■ **Your assignment**:
The result should be the lines from the one holding "Query: white limestone rock" to the final line of the records, retyped exactly.

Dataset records
= = = = =
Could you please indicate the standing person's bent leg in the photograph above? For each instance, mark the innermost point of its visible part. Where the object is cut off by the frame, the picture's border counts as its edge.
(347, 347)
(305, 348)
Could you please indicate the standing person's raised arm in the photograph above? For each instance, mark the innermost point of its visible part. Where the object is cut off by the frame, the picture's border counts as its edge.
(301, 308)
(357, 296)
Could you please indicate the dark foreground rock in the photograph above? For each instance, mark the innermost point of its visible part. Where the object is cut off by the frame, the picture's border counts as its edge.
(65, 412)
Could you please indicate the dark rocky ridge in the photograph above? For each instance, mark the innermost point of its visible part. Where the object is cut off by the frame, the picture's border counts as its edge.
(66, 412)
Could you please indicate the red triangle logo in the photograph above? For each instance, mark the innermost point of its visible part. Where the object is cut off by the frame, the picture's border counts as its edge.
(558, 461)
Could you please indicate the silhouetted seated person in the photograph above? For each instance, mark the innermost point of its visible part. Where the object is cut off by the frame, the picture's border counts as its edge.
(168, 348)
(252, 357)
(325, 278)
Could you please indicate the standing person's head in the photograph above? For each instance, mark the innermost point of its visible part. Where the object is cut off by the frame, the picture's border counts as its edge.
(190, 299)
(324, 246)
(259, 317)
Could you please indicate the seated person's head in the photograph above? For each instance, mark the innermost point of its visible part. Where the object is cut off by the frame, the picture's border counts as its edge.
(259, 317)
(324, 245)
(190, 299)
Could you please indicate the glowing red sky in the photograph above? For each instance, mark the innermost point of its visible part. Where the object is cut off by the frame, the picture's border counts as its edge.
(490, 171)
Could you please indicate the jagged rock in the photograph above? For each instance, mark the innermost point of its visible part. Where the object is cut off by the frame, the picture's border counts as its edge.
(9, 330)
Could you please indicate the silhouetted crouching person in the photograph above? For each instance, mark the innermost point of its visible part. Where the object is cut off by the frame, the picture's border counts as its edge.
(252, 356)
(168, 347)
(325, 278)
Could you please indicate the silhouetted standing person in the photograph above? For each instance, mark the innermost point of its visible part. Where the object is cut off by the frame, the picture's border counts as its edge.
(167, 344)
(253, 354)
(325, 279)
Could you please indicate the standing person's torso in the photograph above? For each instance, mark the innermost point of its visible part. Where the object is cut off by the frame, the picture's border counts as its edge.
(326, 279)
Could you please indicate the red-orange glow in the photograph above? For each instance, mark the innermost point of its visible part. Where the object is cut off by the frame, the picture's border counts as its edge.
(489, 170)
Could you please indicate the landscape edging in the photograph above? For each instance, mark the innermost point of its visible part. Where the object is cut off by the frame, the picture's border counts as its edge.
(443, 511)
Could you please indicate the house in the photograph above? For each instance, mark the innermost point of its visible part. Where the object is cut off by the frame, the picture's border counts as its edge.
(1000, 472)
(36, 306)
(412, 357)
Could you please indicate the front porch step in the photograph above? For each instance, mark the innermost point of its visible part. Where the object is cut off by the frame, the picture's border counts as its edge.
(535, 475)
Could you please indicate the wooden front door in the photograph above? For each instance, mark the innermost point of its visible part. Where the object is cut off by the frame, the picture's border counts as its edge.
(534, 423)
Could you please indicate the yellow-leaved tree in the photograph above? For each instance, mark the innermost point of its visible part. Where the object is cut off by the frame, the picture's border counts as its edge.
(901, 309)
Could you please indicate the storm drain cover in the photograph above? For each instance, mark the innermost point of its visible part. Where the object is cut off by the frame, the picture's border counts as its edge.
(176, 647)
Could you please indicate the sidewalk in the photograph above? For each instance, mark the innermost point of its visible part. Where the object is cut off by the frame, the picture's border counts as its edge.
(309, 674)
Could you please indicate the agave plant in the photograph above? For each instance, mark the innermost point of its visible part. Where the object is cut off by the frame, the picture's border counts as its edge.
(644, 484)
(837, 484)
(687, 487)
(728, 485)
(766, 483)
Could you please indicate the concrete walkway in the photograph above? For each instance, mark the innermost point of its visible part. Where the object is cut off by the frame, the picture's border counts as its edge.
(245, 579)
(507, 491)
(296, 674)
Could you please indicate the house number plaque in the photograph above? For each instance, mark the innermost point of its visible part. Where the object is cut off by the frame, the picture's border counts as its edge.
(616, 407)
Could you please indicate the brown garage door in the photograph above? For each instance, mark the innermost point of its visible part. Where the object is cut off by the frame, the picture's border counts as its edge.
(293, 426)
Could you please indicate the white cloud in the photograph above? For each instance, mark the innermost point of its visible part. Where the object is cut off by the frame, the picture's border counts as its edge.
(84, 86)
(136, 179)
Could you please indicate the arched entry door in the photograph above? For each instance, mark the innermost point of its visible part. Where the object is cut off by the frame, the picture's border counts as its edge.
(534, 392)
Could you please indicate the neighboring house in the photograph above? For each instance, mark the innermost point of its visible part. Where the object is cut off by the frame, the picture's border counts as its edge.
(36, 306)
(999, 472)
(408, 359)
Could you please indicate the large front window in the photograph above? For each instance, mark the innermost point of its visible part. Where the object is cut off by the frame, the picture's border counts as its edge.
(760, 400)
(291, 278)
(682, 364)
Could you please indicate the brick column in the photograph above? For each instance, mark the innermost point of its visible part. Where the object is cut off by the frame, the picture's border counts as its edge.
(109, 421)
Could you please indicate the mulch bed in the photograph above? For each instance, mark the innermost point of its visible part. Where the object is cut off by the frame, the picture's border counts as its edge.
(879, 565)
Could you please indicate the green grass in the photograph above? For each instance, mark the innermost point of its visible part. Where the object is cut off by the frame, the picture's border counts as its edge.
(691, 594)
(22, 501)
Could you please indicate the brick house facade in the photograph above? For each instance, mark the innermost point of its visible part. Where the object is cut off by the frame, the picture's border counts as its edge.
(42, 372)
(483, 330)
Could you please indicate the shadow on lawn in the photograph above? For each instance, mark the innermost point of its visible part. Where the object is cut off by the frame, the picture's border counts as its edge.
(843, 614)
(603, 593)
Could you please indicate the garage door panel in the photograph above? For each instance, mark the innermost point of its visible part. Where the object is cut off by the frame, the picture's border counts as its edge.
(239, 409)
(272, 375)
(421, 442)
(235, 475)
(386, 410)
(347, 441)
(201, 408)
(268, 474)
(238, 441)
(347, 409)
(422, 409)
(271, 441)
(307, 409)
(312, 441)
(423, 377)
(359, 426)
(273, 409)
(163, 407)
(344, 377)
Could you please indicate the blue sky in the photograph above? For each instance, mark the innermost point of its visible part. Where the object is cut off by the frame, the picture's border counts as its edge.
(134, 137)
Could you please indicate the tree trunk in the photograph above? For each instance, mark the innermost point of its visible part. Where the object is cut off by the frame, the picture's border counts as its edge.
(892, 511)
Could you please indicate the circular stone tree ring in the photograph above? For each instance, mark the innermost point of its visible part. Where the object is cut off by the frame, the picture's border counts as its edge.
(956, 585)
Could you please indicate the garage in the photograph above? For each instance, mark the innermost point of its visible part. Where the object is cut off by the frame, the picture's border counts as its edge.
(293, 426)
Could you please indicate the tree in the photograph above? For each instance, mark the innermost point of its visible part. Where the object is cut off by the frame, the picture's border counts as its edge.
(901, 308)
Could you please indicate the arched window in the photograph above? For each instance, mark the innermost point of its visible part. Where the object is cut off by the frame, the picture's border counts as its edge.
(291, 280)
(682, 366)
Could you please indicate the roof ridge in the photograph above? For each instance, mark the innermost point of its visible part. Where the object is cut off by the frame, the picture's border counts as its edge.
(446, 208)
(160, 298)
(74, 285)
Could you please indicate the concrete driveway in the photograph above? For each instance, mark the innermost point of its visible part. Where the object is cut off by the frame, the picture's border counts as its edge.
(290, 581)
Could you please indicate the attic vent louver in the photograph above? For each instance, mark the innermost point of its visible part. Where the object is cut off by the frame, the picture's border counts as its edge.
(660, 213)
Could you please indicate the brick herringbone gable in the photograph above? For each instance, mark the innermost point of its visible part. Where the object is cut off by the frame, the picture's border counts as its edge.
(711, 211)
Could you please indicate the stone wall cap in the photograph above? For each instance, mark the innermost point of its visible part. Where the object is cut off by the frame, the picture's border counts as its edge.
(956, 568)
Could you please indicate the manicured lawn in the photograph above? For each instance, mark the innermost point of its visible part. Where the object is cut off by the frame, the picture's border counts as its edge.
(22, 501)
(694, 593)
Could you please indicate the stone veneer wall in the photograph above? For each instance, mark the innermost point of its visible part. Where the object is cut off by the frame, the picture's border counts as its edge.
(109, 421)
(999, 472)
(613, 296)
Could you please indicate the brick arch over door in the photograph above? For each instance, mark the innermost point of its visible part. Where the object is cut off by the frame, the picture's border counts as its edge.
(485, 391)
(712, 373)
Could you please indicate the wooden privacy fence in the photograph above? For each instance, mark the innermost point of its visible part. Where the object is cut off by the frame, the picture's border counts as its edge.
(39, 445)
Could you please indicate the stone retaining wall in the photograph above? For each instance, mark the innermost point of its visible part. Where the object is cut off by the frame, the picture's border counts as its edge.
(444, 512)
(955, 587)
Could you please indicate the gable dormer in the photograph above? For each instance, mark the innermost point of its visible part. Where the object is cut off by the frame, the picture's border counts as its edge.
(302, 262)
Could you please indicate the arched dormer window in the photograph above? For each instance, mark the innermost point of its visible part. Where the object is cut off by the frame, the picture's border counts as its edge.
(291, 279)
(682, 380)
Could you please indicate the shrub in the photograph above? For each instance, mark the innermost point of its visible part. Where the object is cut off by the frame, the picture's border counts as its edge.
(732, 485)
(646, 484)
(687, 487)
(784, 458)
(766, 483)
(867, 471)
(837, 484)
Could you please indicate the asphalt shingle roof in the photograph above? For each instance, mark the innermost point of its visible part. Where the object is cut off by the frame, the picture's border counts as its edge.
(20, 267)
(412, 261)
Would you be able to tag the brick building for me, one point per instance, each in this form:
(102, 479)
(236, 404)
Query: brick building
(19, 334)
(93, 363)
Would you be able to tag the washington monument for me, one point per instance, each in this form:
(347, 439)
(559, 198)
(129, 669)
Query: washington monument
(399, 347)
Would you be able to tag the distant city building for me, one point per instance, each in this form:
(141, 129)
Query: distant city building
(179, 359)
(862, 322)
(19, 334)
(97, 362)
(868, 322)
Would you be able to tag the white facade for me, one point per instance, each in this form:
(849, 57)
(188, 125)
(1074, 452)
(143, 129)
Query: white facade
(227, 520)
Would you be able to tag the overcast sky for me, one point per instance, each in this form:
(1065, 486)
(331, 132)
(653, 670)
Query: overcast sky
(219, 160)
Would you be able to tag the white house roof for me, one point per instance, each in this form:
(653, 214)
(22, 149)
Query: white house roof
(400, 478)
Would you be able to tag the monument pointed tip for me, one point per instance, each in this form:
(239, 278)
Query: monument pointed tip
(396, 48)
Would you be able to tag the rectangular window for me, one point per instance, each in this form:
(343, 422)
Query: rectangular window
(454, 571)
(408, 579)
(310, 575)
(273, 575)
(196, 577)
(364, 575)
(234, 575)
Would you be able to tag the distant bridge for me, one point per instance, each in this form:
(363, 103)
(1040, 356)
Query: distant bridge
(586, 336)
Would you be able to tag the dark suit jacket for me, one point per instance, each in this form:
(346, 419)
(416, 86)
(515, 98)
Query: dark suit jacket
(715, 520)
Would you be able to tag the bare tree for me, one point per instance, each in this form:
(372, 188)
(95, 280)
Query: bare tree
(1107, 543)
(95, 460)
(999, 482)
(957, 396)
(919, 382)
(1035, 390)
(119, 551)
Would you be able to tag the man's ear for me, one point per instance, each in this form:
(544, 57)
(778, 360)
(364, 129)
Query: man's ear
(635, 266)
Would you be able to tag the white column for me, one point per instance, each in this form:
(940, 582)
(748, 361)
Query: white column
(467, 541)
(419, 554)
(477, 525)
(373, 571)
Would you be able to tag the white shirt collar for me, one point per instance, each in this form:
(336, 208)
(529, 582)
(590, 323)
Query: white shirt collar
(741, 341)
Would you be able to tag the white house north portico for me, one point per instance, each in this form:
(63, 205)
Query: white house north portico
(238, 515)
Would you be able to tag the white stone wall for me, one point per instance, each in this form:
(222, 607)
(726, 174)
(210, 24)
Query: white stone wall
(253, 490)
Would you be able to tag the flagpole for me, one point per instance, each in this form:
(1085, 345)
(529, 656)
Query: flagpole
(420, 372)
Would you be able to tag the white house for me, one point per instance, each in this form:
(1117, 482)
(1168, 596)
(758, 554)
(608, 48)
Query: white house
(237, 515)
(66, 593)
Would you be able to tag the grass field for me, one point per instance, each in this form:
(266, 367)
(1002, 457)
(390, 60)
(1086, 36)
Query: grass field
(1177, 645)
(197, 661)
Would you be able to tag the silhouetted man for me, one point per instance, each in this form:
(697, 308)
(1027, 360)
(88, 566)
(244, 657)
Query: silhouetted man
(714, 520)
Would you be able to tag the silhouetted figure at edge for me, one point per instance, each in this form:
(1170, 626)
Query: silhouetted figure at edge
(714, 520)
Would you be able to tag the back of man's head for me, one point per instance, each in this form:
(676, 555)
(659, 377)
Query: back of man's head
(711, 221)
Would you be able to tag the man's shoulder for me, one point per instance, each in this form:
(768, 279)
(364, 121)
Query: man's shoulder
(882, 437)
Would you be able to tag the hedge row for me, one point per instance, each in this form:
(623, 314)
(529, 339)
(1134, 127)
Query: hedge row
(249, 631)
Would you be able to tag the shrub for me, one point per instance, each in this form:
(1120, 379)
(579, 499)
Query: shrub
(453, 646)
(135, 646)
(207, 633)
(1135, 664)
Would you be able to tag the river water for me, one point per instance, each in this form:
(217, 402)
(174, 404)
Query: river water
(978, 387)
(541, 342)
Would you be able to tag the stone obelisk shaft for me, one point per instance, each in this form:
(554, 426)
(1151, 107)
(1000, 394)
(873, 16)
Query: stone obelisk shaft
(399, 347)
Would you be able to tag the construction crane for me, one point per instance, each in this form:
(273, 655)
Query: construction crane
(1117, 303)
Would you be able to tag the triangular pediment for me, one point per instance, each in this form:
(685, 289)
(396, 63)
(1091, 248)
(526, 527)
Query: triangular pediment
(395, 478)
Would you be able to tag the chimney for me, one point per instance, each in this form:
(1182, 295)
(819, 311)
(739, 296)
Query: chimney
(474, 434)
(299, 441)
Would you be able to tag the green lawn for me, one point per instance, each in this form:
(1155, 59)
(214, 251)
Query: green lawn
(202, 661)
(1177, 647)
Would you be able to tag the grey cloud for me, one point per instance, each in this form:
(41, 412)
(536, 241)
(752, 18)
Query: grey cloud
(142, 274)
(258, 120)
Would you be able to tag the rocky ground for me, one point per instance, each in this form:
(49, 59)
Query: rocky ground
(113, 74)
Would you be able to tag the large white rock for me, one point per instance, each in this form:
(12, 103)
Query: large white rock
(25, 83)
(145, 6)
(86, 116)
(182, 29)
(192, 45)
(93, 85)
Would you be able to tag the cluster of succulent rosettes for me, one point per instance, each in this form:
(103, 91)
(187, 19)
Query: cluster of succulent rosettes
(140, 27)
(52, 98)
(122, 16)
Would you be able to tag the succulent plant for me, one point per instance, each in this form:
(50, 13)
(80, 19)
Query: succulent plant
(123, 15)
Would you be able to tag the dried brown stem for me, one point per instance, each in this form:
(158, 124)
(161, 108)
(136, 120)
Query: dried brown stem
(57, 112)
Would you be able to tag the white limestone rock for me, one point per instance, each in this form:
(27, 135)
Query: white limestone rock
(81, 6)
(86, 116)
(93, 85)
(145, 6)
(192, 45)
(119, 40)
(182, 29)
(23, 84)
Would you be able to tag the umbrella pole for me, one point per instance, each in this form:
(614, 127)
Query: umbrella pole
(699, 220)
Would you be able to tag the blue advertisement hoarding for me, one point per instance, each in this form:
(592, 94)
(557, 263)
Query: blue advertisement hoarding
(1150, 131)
= = = = =
■ **Your solution**:
Query: white limestone rock
(81, 6)
(86, 116)
(93, 85)
(145, 6)
(192, 45)
(119, 40)
(182, 29)
(23, 84)
Would you be able to tag the umbrella pole for me, one point per instance, each in this form:
(614, 127)
Query: umbrella pole
(699, 220)
Would you be able to tag the blue advertisement hoarding for me, one point per instance, each in this form:
(592, 94)
(557, 263)
Query: blue advertisement hoarding
(1150, 131)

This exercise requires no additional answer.